- [WHAT IS BEING ASKED] The records are to be repeated in full, with the images removed.

- [THE INPUT]
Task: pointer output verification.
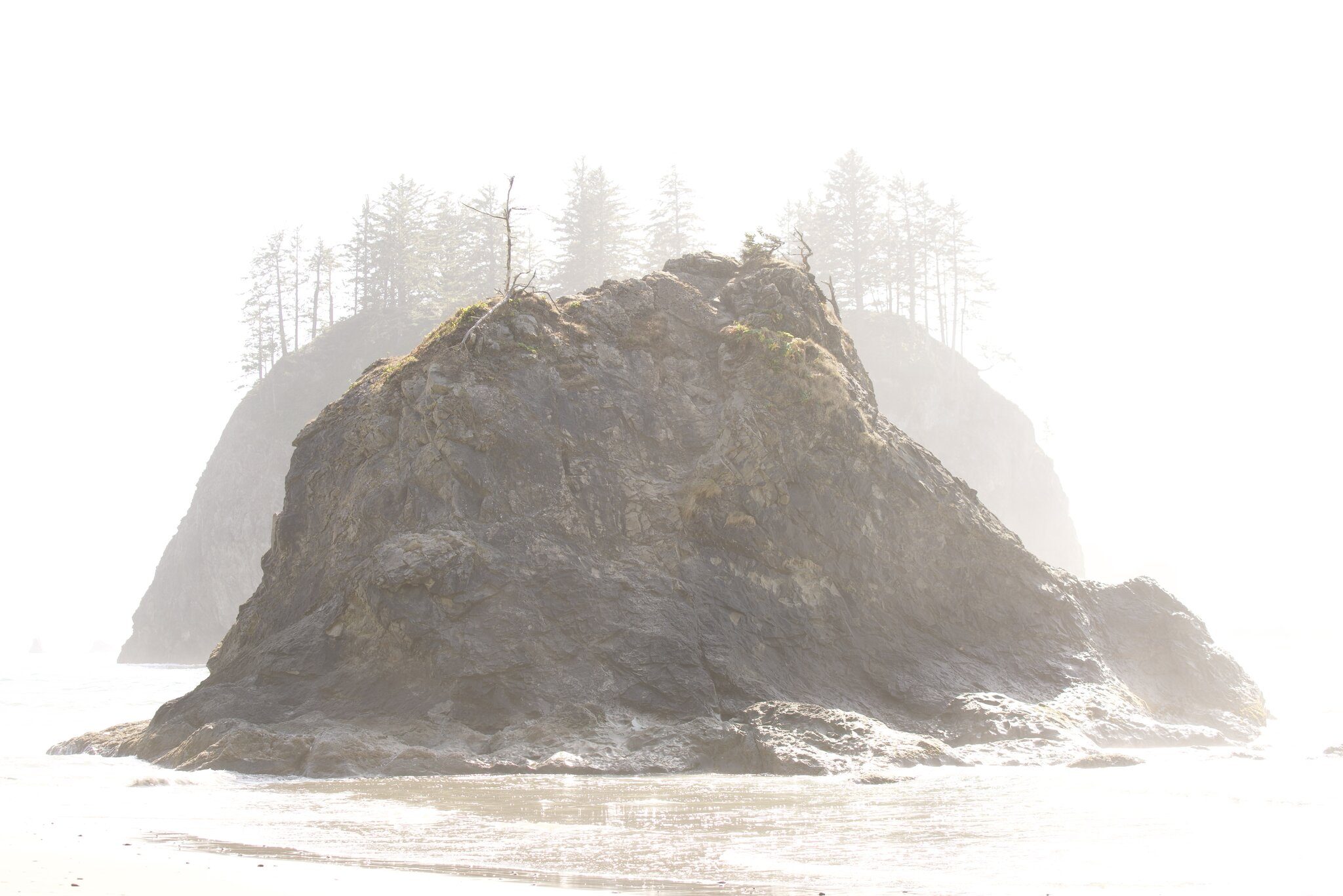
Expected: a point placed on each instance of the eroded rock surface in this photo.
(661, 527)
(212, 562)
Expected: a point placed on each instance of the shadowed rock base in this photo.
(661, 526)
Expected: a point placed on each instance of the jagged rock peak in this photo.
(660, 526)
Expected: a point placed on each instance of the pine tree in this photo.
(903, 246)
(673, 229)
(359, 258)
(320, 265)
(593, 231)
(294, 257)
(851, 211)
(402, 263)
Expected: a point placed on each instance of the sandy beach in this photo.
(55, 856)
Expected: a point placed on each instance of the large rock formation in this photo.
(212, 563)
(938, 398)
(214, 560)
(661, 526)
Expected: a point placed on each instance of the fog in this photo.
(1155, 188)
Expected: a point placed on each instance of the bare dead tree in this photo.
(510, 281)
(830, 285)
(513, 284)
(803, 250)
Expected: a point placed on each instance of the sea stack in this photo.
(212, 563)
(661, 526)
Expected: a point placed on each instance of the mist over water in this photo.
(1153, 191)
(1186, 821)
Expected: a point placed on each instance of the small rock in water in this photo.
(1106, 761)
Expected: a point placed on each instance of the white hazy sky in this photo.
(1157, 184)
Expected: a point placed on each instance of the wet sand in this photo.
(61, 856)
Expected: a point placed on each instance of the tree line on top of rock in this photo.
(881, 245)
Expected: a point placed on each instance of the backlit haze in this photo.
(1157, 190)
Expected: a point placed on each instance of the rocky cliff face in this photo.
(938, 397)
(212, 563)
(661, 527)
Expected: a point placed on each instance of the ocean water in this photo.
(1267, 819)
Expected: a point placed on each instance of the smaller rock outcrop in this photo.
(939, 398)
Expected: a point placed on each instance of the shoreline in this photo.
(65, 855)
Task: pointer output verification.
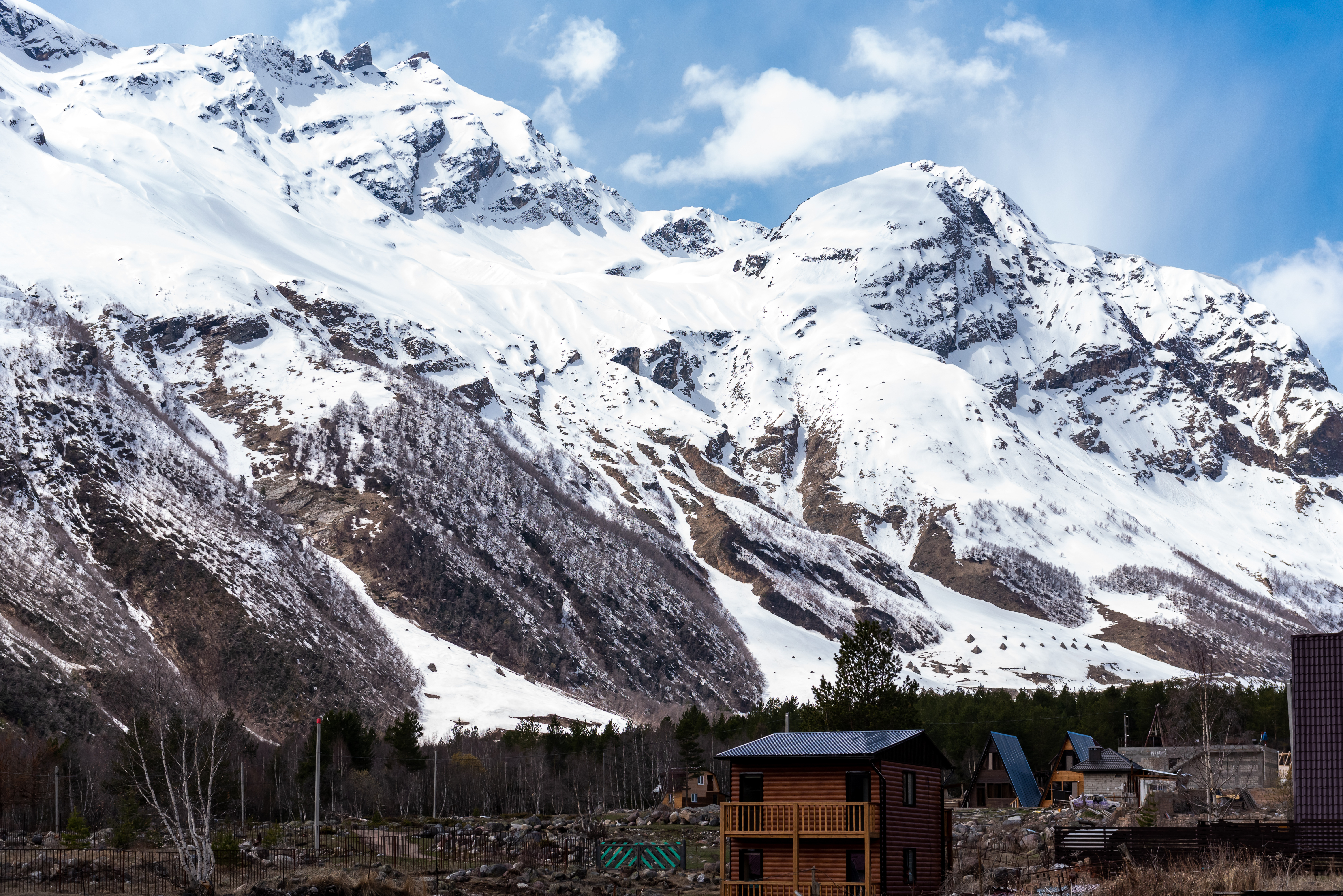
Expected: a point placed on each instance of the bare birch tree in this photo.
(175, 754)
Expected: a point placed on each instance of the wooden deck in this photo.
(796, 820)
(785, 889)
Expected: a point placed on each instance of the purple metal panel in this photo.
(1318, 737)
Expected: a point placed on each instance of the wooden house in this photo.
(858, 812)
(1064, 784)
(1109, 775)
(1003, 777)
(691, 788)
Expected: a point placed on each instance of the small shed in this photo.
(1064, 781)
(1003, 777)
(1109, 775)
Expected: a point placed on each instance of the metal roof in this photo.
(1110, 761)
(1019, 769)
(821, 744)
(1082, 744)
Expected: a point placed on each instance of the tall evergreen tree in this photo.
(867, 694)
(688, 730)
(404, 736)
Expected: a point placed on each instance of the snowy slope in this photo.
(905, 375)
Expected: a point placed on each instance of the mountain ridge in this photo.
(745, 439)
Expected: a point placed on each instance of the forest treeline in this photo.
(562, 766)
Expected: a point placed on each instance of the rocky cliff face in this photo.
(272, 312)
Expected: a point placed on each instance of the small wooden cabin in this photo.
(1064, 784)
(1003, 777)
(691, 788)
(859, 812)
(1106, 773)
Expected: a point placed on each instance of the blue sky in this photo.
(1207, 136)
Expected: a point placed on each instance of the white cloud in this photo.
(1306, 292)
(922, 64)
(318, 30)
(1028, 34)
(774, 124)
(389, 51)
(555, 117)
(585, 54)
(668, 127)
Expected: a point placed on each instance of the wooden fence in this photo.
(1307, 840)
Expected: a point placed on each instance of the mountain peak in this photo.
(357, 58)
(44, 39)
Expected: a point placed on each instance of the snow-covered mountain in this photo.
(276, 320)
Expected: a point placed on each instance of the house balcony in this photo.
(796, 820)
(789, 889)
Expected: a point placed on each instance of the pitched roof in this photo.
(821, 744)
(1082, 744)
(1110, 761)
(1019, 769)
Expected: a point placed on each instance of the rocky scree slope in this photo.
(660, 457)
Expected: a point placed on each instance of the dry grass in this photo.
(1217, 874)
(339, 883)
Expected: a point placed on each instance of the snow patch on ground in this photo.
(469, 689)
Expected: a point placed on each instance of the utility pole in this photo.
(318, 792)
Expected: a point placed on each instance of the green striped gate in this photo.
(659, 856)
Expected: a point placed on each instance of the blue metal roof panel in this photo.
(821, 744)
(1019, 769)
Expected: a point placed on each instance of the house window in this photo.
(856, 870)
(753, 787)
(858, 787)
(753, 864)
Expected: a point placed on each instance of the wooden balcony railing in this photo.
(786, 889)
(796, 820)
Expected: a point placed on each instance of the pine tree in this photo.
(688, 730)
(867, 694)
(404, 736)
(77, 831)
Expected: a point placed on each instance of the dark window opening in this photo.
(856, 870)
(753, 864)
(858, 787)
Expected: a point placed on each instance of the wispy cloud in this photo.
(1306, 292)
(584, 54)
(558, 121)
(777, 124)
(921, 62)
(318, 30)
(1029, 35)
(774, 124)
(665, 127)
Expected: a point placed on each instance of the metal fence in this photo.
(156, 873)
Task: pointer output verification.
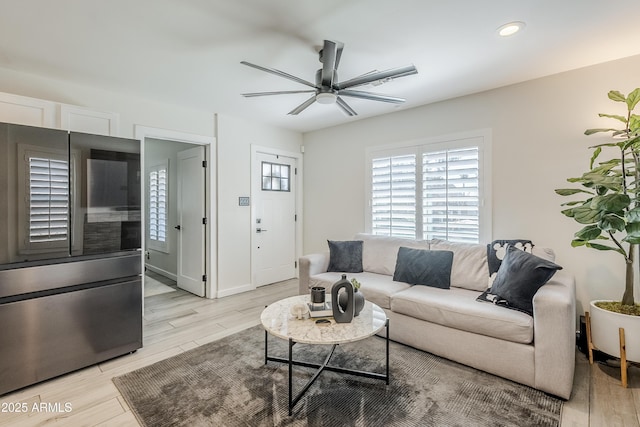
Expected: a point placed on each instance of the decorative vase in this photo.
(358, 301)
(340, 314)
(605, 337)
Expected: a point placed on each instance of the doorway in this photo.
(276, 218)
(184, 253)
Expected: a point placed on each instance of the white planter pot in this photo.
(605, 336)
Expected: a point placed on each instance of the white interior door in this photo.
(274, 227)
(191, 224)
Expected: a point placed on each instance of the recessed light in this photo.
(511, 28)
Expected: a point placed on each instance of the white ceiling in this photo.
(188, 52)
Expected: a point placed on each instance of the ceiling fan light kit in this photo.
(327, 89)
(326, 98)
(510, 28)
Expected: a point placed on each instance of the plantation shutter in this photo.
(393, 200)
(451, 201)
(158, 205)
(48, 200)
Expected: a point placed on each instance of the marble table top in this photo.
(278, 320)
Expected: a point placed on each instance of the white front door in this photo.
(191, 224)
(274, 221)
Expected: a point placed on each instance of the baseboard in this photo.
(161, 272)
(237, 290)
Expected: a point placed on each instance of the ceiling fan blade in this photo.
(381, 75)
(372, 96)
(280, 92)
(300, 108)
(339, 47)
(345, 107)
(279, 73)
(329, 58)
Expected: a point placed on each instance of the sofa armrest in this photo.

- [SOLUTION FOR THIS TASK]
Task: pointer output verification.
Expected: a point placed on each instance of the eroded rock surface in this photo.
(661, 527)
(212, 562)
Expected: a point placed on each instance of the shadowed rock base in this photo.
(661, 526)
Expected: a point placed on each instance of the jagged rock peak in this photo.
(660, 526)
Expected: a point placed on each instance of the pine tree in this photo.
(903, 246)
(673, 229)
(359, 258)
(320, 265)
(593, 231)
(294, 257)
(851, 211)
(402, 263)
Expected: a point placed on each instance of the sandy beach in this photo.
(55, 856)
Expected: a point placed on each instance of the large rock formation in this photo.
(212, 563)
(938, 398)
(214, 560)
(661, 526)
Expected: a point placed on each instance of the fog in this photo.
(1155, 188)
Expected: a point placed on each instance of the bare dead tree in this photo.
(510, 281)
(830, 285)
(513, 284)
(803, 250)
Expected: a point placed on each instance of the sea stack in this photo.
(212, 563)
(661, 526)
Expected: a point placed on each instance of the mist over water in this photo.
(1153, 191)
(1186, 821)
Expected: a point placed on each instance of the small rock in water in this photo.
(1106, 761)
Expected: a point placed on each instance of the white hazy sky in this photo.
(1157, 184)
Expected: a point placed on each instance of the wet sand in this photo.
(61, 856)
Expected: a point placed on each instance of the tree line on top of rock in this photo.
(881, 245)
Expected: a point placed on each instance of the backlit haze in this photo.
(1157, 190)
Expected: a point placed on each instance of the rocky cliff face in this photo.
(938, 397)
(212, 563)
(661, 527)
Expected: a point placed on each instance of the ocean water in this photo.
(1267, 819)
Expected: a point placed on each instance of the smaller rock outcrop in this photo.
(939, 398)
Expected: a point placed on each instance of the shoreline in this photo.
(65, 855)
Task: pointer output verification.
Expected: a point placed on each instance of the bare birch tree in this photo.
(175, 754)
Expected: a point placed on each instance of the wooden deck in this photo.
(796, 820)
(785, 889)
Expected: a point placed on each instance of the purple metal panel in this photo.
(1318, 737)
Expected: a point placed on each instance of the wooden house in this photo.
(858, 812)
(1064, 784)
(1109, 775)
(1003, 777)
(691, 788)
Expected: a point placed on each instance of the small shed in this photo.
(1064, 781)
(1003, 777)
(1109, 775)
Expected: a point placed on each instance of the metal roof in this photo.
(1110, 761)
(1019, 769)
(821, 744)
(1082, 744)
Expected: a point placed on each instance of the tall evergreen tree in this photo.
(867, 694)
(688, 730)
(404, 736)
Expected: a point placed on each instance of the snowy slope in this photo.
(905, 375)
Expected: a point placed on each instance of the mountain ridge in this photo.
(745, 439)
Expected: a point placed on each instance of the forest treeline in this photo.
(562, 766)
Expected: a point placed on each instance of the rocky cliff face in this photo.
(272, 312)
Expected: a point placed on each instance of the small wooden cabin in this photo.
(1064, 784)
(1003, 777)
(691, 788)
(859, 812)
(1106, 773)
Expected: a point placed on each instance of the blue sky in this photo.
(1207, 136)
Expected: a point placed on each instance of the white cloud in this photo.
(1306, 292)
(922, 64)
(318, 30)
(1028, 34)
(774, 124)
(389, 51)
(555, 117)
(585, 54)
(668, 127)
Expected: a point placed on each instance of the wooden fence in this photo.
(1307, 840)
Expected: a point placed on each instance of the mountain peak in this photo.
(357, 58)
(44, 39)
Expected: a point placed on each instance of the snow-covered mountain in this photo.
(276, 320)
Expected: a point placed on each instance of the house balcony in this photo.
(796, 820)
(789, 889)
Expected: a point placed on each instance of the pitched roof in this photo.
(821, 744)
(1082, 744)
(1110, 761)
(1019, 769)
Expected: a point placed on each instance of the rocky scree slope in this photo.
(660, 457)
Expected: a point placed on each instance of the dry grass in this photo.
(1217, 874)
(339, 883)
Expected: a point placed on each instance of the snow patch on ground in this photo.
(469, 689)
Expected: a point placed on each instance of the utility pole in this photo.
(318, 792)
Expected: a point placed on each instance of the green striped gate in this photo.
(659, 856)
Expected: a point placed on each instance of the blue metal roof panel in this photo.
(821, 744)
(1019, 769)
Expected: a point placed on each instance of the house window in this photo.
(856, 870)
(753, 787)
(858, 787)
(753, 864)
Expected: a point placed on each instance of the wooden balcony railing in this photo.
(786, 889)
(796, 820)
Expected: a point placed on each instance of the pine tree in this photo.
(688, 730)
(867, 694)
(404, 736)
(77, 831)
Expected: a point placed on each instance of the dark window opening in this photo.
(856, 870)
(753, 864)
(858, 787)
Expected: a point placed on each instance of the wispy cloud in this photo.
(1306, 292)
(584, 54)
(558, 121)
(777, 124)
(921, 62)
(318, 30)
(1029, 35)
(774, 124)
(665, 127)
Expected: a point placed on each instance of the metal fence in this photo.
(156, 873)
Task: pointer output verification.
Expected: a point placed on each instance of the decorative vase in this photo.
(358, 301)
(340, 314)
(605, 337)
Expected: a point placed on each instance of the doorway in this photo.
(276, 218)
(184, 253)
Expected: a point placed on each instance of the white planter pot in this photo.
(605, 336)
Expected: a point placed on each instance of the white interior door in this photo.
(274, 227)
(191, 224)
Expected: a point placed on each instance of the recessed light in this photo.
(511, 28)
Expected: a point placed on each instance of the white ceiling in this photo.
(188, 52)
Expected: a point placed on each instance of the ceiling fan light kit in this photo.
(327, 89)
(326, 98)
(510, 28)
Expected: a point placed on each instance of the plantation shutter in this photo.
(393, 200)
(451, 201)
(158, 205)
(48, 200)
Expected: a point placed on each instance of the marble table top in this photo.
(278, 320)
Expected: a point placed on each instance of the white front door in this photo.
(191, 224)
(274, 221)
Expected: a point placed on each instance of the baseboard in this photo.
(161, 272)
(237, 290)
Expected: a point placed on each instance of the ceiling fan blade in this photo.
(381, 75)
(372, 96)
(280, 92)
(300, 108)
(339, 47)
(345, 107)
(279, 73)
(329, 58)
Expected: a point placed on each instance of the sofa armrest in this photo.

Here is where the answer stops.